YOUR TASK: For the listing below, work out the number of lines that hold "open" and return that number alone.

----

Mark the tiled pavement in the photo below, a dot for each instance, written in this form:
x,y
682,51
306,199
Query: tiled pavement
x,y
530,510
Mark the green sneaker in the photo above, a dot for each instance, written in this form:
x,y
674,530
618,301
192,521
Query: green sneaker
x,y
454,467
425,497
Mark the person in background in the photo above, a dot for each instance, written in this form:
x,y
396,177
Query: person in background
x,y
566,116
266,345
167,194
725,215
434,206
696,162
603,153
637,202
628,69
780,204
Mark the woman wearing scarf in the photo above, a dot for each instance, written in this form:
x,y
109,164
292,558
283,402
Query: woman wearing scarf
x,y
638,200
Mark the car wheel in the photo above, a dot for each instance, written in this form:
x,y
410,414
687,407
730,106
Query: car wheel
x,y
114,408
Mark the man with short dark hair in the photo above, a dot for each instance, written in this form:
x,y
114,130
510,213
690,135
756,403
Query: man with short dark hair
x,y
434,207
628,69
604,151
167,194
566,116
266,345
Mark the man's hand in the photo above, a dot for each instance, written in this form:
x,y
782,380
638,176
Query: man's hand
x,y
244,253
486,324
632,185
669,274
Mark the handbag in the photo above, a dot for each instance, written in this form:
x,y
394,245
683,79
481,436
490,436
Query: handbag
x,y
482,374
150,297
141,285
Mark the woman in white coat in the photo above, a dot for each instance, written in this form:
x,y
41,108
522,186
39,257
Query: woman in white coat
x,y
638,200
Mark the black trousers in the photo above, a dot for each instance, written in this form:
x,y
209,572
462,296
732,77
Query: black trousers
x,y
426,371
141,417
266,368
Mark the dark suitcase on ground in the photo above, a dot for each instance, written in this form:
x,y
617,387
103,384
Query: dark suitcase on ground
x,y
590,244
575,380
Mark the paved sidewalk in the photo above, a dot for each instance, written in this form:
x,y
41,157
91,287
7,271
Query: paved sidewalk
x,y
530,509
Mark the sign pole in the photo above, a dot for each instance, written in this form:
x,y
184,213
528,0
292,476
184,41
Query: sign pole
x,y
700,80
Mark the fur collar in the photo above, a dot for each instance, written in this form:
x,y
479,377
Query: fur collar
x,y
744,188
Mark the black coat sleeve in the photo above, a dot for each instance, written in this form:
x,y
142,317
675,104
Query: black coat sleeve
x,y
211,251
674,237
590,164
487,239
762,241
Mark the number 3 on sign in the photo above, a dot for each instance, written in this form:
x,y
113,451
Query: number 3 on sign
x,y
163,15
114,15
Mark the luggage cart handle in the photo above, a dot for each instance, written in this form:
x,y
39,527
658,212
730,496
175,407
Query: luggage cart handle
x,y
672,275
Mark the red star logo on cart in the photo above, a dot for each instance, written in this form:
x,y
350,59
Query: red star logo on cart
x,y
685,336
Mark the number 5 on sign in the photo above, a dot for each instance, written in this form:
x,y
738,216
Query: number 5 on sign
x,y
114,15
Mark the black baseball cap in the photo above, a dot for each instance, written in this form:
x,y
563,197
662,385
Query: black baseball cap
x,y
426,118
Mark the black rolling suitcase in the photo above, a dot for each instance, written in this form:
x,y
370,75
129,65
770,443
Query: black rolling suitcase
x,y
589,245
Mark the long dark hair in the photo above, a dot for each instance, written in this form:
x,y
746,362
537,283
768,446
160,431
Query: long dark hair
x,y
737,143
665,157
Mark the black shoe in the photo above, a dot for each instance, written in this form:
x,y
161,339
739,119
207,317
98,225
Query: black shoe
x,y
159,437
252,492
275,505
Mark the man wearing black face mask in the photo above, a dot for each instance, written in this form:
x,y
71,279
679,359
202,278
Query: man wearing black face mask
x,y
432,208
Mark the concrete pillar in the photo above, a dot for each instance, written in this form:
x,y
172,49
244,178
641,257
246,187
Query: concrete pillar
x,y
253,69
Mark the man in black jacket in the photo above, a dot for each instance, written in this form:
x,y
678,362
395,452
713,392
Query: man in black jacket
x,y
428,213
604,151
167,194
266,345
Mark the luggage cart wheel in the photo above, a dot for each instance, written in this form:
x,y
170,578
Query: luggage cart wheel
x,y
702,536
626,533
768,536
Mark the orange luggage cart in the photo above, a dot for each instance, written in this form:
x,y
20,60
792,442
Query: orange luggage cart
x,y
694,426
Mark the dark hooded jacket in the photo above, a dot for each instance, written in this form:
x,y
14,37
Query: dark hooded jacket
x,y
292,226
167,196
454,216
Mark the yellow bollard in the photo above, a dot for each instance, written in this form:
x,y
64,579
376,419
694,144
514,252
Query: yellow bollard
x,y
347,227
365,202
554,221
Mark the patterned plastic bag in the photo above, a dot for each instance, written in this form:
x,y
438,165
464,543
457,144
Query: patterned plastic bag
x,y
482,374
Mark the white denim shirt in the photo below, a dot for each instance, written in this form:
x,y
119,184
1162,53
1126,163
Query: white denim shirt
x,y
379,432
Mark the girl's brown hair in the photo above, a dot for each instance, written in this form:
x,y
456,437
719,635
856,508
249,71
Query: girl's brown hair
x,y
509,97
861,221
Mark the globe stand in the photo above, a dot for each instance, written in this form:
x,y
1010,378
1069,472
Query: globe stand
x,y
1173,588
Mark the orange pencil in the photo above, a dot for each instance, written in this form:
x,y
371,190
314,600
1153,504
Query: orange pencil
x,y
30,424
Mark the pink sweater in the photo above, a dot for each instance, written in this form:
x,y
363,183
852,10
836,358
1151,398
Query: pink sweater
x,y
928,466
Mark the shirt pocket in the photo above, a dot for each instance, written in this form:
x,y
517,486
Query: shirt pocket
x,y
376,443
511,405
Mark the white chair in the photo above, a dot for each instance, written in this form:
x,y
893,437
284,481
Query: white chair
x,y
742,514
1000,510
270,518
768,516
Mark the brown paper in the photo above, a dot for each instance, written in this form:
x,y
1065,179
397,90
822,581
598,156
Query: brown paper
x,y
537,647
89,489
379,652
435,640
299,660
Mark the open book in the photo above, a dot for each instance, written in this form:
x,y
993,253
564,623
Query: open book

----

EXPECTED ANSWER: 2